# [THE TASK]
Filter the data below, copying out every line that contains the word "hands". Matching is case-sensitive.

# [ENTRIES PROVIDED]
══════════
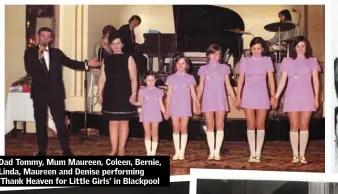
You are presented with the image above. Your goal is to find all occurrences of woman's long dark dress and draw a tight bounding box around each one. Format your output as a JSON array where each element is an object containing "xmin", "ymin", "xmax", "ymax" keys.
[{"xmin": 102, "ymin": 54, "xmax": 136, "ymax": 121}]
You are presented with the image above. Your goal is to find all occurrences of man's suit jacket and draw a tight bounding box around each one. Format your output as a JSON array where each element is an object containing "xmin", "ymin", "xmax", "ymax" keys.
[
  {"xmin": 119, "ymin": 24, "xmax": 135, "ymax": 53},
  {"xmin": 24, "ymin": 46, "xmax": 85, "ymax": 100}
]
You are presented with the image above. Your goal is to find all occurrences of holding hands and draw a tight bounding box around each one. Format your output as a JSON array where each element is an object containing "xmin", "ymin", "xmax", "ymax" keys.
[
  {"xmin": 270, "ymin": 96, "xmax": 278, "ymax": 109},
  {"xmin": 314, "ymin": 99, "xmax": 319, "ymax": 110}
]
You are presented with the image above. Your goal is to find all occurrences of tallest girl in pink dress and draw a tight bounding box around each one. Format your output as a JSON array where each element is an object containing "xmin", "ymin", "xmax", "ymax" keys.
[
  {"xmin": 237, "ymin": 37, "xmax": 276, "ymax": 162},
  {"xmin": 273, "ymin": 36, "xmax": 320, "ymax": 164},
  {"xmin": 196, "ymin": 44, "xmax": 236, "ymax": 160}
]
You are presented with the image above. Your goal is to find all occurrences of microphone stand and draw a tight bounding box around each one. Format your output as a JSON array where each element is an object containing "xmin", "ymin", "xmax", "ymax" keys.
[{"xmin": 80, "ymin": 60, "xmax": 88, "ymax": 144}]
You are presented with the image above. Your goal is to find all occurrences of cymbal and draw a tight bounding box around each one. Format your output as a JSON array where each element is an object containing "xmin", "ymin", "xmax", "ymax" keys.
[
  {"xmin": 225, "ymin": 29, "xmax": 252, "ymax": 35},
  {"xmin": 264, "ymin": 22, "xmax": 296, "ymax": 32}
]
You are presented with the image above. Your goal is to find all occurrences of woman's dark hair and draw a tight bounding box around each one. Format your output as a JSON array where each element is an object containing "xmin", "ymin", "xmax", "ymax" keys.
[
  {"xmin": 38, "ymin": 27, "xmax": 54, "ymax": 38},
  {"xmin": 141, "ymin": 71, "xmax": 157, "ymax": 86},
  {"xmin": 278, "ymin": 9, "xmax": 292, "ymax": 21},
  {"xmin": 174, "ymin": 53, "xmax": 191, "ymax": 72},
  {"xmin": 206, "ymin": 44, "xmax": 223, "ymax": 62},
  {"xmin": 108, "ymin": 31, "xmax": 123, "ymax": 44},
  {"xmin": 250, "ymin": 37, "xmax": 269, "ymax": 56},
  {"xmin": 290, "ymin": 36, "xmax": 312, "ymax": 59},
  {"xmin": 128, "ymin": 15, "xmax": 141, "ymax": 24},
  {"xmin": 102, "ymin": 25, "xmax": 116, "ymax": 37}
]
══════════
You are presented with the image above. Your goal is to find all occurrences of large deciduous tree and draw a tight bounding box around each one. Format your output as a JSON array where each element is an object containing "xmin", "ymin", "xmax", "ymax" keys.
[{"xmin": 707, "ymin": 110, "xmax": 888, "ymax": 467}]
══════════
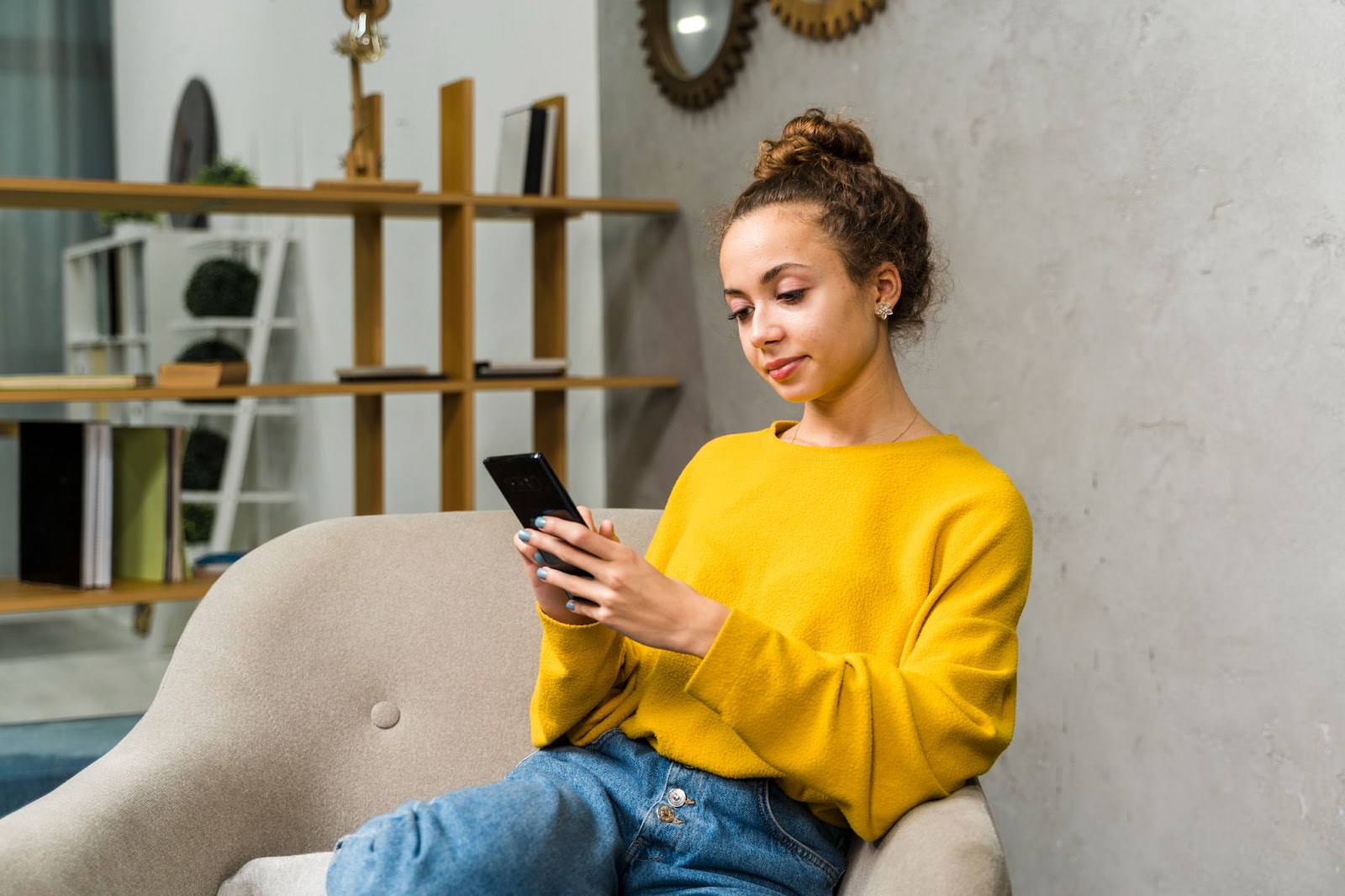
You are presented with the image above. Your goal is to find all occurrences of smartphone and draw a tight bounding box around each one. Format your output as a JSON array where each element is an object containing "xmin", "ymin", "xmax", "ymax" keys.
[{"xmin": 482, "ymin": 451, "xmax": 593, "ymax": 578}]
══════════
# [EXPECTED ANSWER]
You are presented with the image above. Your goal is to find all occurrences of holding hands and draw a tight bounding box around each one. Format your output as a JSON array where each element is an object containing "xmin", "ymin", "xmax", "ymax" keys.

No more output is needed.